- _GOAL OF THE EXERCISE_: Copy out the complete listing, word for word.

—————

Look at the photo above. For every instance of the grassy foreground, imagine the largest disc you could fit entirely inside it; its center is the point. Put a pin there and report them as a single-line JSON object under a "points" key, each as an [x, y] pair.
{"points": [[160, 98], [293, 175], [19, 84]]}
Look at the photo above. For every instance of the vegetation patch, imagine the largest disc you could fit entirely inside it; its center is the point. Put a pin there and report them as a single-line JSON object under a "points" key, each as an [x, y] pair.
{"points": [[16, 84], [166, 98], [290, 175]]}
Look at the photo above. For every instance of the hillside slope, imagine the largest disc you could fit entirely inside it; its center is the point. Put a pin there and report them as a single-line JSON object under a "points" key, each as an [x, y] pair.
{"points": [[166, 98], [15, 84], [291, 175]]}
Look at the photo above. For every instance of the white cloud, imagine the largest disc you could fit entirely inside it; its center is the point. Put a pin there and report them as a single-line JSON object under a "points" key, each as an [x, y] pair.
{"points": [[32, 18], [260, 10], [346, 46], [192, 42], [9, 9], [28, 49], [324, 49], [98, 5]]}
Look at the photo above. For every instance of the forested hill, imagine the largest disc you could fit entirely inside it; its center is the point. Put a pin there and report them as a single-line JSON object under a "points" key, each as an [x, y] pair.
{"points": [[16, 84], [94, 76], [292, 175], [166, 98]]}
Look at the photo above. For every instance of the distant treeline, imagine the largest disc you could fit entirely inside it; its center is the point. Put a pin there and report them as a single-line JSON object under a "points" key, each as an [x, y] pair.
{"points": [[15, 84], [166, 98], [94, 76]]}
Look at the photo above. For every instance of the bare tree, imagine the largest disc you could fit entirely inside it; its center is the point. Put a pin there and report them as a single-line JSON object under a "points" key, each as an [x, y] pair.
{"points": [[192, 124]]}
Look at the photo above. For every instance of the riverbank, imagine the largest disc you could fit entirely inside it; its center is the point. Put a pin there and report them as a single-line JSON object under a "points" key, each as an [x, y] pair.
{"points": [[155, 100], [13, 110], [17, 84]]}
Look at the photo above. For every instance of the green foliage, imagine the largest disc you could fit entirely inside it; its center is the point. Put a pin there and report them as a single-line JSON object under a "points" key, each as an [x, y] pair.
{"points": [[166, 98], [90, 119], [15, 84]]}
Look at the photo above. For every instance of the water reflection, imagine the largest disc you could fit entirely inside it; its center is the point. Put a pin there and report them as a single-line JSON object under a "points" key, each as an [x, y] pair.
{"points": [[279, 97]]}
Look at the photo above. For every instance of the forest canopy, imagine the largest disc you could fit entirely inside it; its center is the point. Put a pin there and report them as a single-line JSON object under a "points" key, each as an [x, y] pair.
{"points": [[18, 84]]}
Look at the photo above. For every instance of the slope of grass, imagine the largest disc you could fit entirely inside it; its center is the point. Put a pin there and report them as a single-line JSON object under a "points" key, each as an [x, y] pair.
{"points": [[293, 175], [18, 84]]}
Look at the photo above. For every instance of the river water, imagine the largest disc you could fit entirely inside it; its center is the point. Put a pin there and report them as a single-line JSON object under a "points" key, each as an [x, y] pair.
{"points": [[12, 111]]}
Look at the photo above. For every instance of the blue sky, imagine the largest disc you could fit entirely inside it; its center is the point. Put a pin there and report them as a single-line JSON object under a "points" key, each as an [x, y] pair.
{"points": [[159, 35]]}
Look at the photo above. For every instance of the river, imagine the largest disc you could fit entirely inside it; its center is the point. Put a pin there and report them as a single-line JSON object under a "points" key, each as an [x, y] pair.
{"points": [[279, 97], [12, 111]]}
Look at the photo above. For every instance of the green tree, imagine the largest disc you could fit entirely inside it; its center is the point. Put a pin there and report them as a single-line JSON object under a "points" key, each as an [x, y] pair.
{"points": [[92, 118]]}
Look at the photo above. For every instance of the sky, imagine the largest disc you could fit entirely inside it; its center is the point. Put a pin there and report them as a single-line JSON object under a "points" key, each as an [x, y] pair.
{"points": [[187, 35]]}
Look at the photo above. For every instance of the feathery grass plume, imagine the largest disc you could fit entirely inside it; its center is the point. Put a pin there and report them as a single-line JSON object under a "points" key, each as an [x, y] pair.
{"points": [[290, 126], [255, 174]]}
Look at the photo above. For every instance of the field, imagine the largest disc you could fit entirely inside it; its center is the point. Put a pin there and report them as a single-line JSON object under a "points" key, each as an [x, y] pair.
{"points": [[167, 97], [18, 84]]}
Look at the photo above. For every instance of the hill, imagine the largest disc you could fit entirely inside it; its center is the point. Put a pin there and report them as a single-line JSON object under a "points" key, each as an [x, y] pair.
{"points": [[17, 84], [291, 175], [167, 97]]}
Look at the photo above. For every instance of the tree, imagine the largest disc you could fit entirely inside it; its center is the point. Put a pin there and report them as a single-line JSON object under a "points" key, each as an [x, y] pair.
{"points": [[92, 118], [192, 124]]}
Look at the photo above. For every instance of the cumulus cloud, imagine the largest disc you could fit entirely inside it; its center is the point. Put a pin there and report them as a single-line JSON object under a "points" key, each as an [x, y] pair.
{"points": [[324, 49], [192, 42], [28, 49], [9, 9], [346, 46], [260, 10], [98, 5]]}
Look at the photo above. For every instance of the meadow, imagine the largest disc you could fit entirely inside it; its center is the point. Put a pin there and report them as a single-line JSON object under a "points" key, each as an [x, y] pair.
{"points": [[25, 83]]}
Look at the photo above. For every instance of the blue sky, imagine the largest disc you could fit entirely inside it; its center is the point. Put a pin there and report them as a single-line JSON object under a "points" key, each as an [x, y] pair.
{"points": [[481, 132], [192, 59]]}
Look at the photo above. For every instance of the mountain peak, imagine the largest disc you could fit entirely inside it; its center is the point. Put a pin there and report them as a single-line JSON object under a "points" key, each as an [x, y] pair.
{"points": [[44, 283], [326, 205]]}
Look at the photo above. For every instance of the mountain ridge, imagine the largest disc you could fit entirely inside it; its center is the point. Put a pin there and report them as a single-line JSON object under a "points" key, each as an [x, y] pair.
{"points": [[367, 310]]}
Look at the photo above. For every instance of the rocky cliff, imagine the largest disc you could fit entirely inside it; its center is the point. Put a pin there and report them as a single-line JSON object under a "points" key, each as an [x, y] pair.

—————

- _IN RESPONSE_:
Look at the photo above. For every instance of the grassy foreground, imagine the largest disc you could fit entirely inside it; its center is the point. Put a pin there and report them as a single-line JSON object under a "points" key, each as an [x, y] pair.
{"points": [[160, 98], [293, 175], [19, 84]]}
Look at the photo above. For every instance of the vegetation patch, imagine the largest disc you could fit entirely inside it; its center is the point. Put a pin there and report them as a single-line JSON object under a "points" key, each as an [x, y] pair.
{"points": [[16, 84], [166, 98], [290, 175]]}
Look at the photo above. For every instance of the hillside slope, imagine the largest disc you could fit entirely inside it; its center is the point. Put a pin there and report them as a single-line JSON object under a "points" key, each as an [x, y] pair.
{"points": [[166, 98], [15, 84], [291, 175]]}
Look at the photo above. For every instance of the white cloud, imagine the largest disc you could fit entirely inside it; its center is the point. Put a pin there and report them as a single-line JSON object under a "points" key, each as an [x, y] pair.
{"points": [[32, 18], [260, 10], [346, 46], [192, 42], [9, 9], [28, 49], [324, 49], [98, 5]]}
Look at the photo above. For every instance of the forested hill, imagine the largest disc you could fit entirely inside it; its center is the point. Put a pin there and report them as a single-line JSON object under a "points" key, each as an [x, y] pair.
{"points": [[16, 84], [94, 76], [292, 175], [166, 98]]}
Look at the photo above. For every instance of the distant treeline, imagine the largest disc you could fit entirely inside it; its center is the point. Put a pin there and report them as a single-line JSON object under a "points" key, each as an [x, y] pair.
{"points": [[15, 84], [166, 98], [94, 76]]}
Look at the photo above. For every instance of the bare tree, imagine the largest disc you could fit entirely inside it; its center is the point. Put a pin there and report them as a single-line JSON object under a "points" key, each as an [x, y] pair.
{"points": [[192, 124]]}
Look at the photo above. For every instance of the riverbank, imagine the largest disc you could fit entirely inside it; its center is the point. Put a pin there and report them as a single-line JSON object under a "points" key, each as an [x, y] pair.
{"points": [[155, 100], [13, 110], [17, 84]]}
Look at the photo above. For every instance of the green foliage, imagine the largest disc you could fit entirely inside it; its center is the point. Put a pin there and report them as a single-line JSON object under a "points" key, each as an [x, y] pair.
{"points": [[166, 98], [90, 119], [15, 84]]}
Look at the photo above. For every instance of the water reflection, imagine the largest disc you could fit entirely inside it; its center is the point. Put a pin there and report them as a single-line JSON object under a "points" key, each as an [x, y] pair.
{"points": [[279, 97]]}
Look at the photo above. For every instance of the forest canopy, imagine the largest disc you could fit entirely inside it; its center is the point. Put a pin there and report them as a single-line JSON object under a "points" key, each as an [x, y] pair.
{"points": [[18, 84]]}
Look at the photo above. For every instance of the slope of grass, imagine the largest disc you could fit entirely inside it; its center is the point. Put a pin there and report them as a single-line JSON object under a "points" key, each as an [x, y] pair.
{"points": [[293, 175], [18, 84]]}
Look at the photo above. For every instance of the river water, imagine the largest disc you could fit entirely inside it; its center is the point. Put a pin there and report them as a single-line JSON object under a "points" key, each as an [x, y] pair.
{"points": [[12, 111]]}
Look at the photo above. For every instance of the blue sky, imagine the largest disc you could fit entirely inside it; its center is the point. Put a pin there and report them as a single-line JSON object under a "points" key, each as an [x, y] pair.
{"points": [[159, 35]]}
Look at the photo above. For every instance of the river, imagine the largest disc you could fit entirely inside it; its center is the point. Put a pin there and report them as a single-line JSON object under a "points" key, each as an [x, y] pair.
{"points": [[279, 97], [12, 111]]}
Look at the photo above. For every instance of the green tree, imagine the largest disc you could fit entirely inside it; its center is the point. Put a pin there and report them as a single-line JSON object under a "points" key, each as an [x, y] pair.
{"points": [[92, 118]]}
Look at the photo above. For every instance of the sky, imagine the largest disc you could fit entirely inside it; its center is the point. Put a pin there and report them as a single-line JSON object under a "points" key, each as an [x, y] pair.
{"points": [[187, 35]]}
Look at the photo above. For every instance of the feathery grass plume, imagine the largest disc you could fit entirely inside it; its center is the point. Put a pin there and report them as a single-line JSON object under a "points" key, each as an [x, y] pair.
{"points": [[290, 126], [255, 174]]}
Look at the photo above. For every instance of the field, imagine the largest disc you could fit entirely inside it; its center is the point. Put a pin there and report them as a single-line JSON object under a "points" key, each as an [x, y] pair.
{"points": [[167, 97], [18, 84]]}
Look at the photo above. For every instance of the hill, imagine the largest disc you could fit entirely inside it; its center is the point. Put a pin there and report them as a single-line JSON object under a "points" key, each as an [x, y] pair.
{"points": [[17, 84], [291, 175], [167, 97]]}
Look at the photo above. For every instance of the tree, imagine the largest disc you could fit entirely inside it; its center is the point. Put a pin there and report them as a single-line JSON object under a "points" key, each as an [x, y] pair.
{"points": [[92, 118], [192, 124]]}
Look at the photo above. For every instance of the cumulus cloud, imagine the largest disc you could fit entirely inside it; its center is the point. Put a pin there and report them as a single-line JSON object under a "points" key, each as an [x, y] pair.
{"points": [[324, 49], [192, 42], [28, 49], [9, 9], [346, 46], [260, 10], [98, 5]]}
Look at the photo above. For every instance of the meadow, imagine the largest disc you could fit entirely inside it; its center is the point. Put a pin there and report them as a single-line JSON object under a "points" key, each as an [x, y] pair.
{"points": [[25, 83]]}
Look at the photo above. For every instance of the blue sky, imagine the largest disc you could fit entirely inside it; its center is the point. Put a pin there and report them as a single-line JSON object under a "points" key, each as an [x, y] pair.
{"points": [[481, 132], [192, 59]]}
Look at the photo above. For every instance of the mountain peak, imagine the largest disc you could fit entirely inside it; its center is the point. Put a pin there and report them as a single-line JSON object under a "points" key, each as an [x, y] pair.
{"points": [[44, 283], [326, 205]]}
Look at the photo above. For every instance of the mountain ridge, imagine the largest disc you could fit entirely inside it; its center is the point. Put a pin there and report them as a single-line JSON object under a "points" key, each as an [x, y] pair.
{"points": [[367, 310]]}
Look at the photo above. For every instance of the rocky cliff, imagine the largest disc you could fit entirely inside it; its center is the point. Put a pin there and report them as a single-line JSON object under a "points" key, each as an [x, y] pair.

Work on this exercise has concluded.